== BRIEF ==
Whichever lines of the entries hold the word "slope" should be identified and copied.

== DATA PROVIDED ==
------------------------------------
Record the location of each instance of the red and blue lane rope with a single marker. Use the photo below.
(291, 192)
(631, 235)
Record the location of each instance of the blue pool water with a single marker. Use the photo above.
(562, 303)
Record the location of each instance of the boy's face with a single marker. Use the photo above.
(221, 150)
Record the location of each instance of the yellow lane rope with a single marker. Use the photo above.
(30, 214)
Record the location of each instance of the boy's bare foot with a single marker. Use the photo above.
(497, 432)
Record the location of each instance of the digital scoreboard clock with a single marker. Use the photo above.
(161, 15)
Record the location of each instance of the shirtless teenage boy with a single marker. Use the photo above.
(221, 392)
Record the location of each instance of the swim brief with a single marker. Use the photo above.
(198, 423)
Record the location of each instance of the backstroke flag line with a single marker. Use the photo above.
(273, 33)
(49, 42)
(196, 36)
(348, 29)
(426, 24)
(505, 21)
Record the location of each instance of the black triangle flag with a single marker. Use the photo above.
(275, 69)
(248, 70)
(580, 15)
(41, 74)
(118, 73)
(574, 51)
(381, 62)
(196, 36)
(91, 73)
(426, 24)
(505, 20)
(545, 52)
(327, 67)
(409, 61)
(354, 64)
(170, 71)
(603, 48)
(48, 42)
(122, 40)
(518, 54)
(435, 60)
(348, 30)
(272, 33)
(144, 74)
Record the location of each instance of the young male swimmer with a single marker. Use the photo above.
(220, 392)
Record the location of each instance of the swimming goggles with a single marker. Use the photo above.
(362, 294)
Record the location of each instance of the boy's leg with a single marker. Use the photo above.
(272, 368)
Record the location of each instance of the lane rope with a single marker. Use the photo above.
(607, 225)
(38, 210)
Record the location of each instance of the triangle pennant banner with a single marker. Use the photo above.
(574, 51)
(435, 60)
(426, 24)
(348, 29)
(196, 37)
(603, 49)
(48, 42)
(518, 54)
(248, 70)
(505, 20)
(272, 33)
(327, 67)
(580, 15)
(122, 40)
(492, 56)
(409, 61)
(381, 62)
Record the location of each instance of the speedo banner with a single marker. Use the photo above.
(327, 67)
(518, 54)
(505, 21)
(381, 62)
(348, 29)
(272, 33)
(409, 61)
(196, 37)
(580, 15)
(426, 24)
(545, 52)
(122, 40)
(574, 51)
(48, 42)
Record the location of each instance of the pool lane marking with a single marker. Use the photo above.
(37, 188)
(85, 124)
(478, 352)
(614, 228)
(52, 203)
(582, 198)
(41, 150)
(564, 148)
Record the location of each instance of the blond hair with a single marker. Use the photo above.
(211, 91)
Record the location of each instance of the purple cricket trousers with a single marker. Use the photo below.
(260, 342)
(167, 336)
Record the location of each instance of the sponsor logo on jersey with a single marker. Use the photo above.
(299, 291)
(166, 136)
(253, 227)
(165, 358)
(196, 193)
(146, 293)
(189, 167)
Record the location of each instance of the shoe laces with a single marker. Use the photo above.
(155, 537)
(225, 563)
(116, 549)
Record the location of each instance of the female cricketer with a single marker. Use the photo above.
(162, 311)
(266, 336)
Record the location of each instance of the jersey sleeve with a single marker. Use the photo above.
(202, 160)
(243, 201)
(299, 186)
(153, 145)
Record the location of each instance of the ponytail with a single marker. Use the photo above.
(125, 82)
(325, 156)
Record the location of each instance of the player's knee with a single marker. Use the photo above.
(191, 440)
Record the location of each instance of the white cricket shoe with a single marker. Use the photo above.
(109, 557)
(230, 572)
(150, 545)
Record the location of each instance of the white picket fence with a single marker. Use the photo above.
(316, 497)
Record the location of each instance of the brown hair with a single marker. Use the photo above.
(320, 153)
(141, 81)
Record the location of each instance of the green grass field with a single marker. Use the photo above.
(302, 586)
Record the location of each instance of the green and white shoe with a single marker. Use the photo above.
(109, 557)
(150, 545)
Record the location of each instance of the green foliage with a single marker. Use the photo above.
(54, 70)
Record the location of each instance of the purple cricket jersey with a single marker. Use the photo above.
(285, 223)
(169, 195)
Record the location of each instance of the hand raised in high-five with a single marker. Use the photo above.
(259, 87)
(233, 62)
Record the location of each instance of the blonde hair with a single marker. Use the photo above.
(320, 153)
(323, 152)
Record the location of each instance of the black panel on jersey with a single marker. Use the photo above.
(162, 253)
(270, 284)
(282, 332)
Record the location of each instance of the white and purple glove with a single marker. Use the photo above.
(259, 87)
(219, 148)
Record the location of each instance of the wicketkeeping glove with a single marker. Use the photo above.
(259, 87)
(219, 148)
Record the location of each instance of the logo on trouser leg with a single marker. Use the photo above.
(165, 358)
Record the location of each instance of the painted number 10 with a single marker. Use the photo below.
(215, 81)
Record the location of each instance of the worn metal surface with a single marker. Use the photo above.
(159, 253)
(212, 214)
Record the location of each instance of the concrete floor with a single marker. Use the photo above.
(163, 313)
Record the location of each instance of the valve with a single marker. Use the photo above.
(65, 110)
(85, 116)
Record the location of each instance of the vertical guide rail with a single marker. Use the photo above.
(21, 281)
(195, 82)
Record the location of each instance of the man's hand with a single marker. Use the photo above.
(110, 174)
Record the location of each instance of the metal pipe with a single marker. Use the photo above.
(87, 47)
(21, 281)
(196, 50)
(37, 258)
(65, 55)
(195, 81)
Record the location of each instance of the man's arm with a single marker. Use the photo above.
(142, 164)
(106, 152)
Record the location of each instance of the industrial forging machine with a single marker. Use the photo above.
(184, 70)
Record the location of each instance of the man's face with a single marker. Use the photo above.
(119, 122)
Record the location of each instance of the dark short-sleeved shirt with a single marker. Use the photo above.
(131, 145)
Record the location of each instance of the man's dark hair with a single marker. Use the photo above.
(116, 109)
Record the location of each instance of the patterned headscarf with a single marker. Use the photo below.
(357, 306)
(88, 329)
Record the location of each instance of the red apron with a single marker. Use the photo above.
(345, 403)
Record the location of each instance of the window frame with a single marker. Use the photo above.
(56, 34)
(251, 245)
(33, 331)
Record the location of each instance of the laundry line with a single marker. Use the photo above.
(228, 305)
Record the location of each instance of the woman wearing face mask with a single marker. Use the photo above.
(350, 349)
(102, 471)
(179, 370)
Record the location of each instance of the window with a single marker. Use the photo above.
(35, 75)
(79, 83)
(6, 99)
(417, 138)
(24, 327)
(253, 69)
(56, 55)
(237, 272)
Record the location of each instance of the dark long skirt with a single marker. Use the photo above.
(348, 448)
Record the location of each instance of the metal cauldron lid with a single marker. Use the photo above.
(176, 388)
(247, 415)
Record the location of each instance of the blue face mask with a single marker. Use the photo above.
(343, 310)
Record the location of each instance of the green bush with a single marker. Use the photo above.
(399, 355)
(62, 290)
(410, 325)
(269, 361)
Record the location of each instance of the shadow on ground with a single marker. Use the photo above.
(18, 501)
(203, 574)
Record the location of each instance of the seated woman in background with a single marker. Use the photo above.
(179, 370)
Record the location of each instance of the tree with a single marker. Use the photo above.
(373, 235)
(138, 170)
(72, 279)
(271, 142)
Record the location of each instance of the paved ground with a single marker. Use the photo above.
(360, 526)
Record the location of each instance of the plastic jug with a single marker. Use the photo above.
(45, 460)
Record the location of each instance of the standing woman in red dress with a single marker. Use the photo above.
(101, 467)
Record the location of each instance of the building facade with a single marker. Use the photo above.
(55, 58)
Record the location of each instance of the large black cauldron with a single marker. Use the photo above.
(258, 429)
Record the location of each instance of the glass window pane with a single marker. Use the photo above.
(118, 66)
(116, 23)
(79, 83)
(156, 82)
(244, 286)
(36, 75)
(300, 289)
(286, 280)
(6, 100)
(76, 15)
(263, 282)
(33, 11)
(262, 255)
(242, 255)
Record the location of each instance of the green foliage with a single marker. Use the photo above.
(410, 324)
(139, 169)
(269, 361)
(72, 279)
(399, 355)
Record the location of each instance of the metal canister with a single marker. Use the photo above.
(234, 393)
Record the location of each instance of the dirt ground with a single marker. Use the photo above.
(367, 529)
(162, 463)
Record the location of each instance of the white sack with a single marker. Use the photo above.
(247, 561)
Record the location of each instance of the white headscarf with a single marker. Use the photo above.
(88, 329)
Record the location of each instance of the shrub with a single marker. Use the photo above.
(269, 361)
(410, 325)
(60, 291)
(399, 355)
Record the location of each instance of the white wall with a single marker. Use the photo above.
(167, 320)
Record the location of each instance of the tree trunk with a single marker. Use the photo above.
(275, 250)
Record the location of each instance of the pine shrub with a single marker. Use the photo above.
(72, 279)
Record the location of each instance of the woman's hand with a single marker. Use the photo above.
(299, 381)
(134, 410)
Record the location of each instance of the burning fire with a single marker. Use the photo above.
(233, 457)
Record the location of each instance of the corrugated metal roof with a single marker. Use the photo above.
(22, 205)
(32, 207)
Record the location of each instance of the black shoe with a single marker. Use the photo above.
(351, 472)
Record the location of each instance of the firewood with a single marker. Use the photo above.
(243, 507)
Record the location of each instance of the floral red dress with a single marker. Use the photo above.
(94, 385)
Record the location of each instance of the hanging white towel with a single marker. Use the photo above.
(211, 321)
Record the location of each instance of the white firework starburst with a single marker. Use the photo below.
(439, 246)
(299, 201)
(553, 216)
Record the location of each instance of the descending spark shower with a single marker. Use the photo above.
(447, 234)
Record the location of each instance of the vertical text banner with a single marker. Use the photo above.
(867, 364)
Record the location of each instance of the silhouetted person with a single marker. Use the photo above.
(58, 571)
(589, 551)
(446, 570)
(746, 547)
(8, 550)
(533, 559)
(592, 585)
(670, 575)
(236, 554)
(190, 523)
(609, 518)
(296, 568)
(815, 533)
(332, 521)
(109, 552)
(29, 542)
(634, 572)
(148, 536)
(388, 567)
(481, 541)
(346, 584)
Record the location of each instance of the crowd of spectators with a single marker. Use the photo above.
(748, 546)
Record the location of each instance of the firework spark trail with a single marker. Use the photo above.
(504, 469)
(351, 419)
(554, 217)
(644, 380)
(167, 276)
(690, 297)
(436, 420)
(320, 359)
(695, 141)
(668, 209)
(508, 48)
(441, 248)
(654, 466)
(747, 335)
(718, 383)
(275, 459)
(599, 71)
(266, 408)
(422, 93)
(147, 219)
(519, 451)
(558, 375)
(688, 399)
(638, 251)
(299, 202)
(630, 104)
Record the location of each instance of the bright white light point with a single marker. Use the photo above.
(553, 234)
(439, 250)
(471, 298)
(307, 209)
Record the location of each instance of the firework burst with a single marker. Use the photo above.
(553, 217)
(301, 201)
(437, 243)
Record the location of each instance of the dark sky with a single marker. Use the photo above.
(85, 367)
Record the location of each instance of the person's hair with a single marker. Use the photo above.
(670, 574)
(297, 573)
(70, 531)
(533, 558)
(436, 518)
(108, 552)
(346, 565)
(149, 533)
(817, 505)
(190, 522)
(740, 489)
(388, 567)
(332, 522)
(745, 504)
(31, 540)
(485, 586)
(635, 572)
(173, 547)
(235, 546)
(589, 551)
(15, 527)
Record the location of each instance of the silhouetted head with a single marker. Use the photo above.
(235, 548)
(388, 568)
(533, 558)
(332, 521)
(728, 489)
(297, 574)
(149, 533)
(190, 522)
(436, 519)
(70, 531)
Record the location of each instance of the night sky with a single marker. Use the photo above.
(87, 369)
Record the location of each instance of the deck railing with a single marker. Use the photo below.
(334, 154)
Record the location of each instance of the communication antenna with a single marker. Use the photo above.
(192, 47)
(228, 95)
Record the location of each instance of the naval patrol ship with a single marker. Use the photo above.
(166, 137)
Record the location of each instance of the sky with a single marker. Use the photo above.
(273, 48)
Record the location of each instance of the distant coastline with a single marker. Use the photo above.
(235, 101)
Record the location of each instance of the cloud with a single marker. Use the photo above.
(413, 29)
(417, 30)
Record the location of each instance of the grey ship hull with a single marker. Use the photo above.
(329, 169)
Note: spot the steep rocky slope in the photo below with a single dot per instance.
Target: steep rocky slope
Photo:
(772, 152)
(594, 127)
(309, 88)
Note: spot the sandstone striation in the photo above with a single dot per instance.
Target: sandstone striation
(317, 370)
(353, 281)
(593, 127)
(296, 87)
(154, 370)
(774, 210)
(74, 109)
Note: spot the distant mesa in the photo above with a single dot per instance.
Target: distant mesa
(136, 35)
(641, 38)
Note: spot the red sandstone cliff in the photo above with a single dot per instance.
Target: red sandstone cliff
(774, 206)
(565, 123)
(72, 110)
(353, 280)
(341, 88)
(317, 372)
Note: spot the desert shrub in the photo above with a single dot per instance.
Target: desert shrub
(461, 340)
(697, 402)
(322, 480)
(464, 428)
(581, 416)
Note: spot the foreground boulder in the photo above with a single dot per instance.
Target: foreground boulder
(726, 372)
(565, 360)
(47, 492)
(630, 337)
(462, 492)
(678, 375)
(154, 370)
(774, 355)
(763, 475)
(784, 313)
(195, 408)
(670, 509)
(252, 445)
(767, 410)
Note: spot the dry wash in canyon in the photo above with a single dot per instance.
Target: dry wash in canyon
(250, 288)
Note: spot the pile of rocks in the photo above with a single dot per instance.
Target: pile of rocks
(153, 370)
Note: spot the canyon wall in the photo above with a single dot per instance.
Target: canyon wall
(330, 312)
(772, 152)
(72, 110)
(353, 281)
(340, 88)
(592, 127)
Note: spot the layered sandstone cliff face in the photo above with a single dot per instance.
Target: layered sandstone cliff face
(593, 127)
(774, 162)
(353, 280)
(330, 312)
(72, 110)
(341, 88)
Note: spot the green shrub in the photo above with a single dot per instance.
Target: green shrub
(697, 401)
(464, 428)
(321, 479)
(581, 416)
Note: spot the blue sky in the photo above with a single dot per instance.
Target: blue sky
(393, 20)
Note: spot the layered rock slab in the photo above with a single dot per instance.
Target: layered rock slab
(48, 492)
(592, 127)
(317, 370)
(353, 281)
------------------------------------
== FINISHED EXERCISE ==
Note: spot the steep rocky slope in the photo below with a single dot per instance.
Target: steep rocky slope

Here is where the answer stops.